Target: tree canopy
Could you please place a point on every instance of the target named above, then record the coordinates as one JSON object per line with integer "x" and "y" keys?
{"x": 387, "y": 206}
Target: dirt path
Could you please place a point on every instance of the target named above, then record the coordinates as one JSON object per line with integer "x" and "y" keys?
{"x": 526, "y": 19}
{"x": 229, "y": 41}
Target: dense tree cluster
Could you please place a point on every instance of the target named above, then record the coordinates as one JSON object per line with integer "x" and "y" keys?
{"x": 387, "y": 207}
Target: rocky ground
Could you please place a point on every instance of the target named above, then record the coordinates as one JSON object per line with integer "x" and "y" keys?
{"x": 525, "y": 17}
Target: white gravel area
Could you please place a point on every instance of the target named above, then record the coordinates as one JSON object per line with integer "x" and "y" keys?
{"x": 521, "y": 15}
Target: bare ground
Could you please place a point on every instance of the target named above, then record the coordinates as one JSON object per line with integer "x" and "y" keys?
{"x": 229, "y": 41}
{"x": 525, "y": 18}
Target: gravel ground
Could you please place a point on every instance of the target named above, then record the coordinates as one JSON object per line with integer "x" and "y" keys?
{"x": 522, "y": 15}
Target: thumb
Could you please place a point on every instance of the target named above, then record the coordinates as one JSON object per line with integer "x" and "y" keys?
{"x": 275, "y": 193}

= = =

Write out all of the items above again, swapping "ground" for "terrain" wherever it appears and leaving everything else the same.

Target: tree canopy
Could you please place a point on every instance of the target named above, then record the coordinates as one JSON object per line with integer "x" and "y" keys?
{"x": 387, "y": 206}
Target: dirt path
Could you please place a point on every instance of the target named above, then record the coordinates as one JSON object per line with integer "x" and "y" keys?
{"x": 526, "y": 19}
{"x": 229, "y": 41}
Target: dense tree cluster
Could you please place a point on every instance of the target named above, then record the coordinates as one JSON object per line with integer "x" and "y" keys?
{"x": 387, "y": 207}
Target: rocky terrain
Could you please place a point on every instance of the target named above, then record the coordinates as one JSON object per line with integer "x" and "y" keys?
{"x": 525, "y": 17}
Target: white gravel area
Could you please place a point on every instance of the target named above, then record the coordinates as one JSON object per line with integer "x" and "y" keys?
{"x": 521, "y": 15}
Target: bare terrain
Could you please place a point on every instance of the target named above, then record the coordinates as one JSON object per line with integer "x" and "y" keys?
{"x": 229, "y": 41}
{"x": 525, "y": 18}
Target: gravel terrain
Could you please place a point on every instance of the target named above, then record the coordinates as one JSON object per line with integer "x" and "y" keys?
{"x": 522, "y": 15}
Target: thumb
Could you please place a point on every instance of the target named above, then record the coordinates as one JSON object per line with integer "x" and "y" keys?
{"x": 275, "y": 193}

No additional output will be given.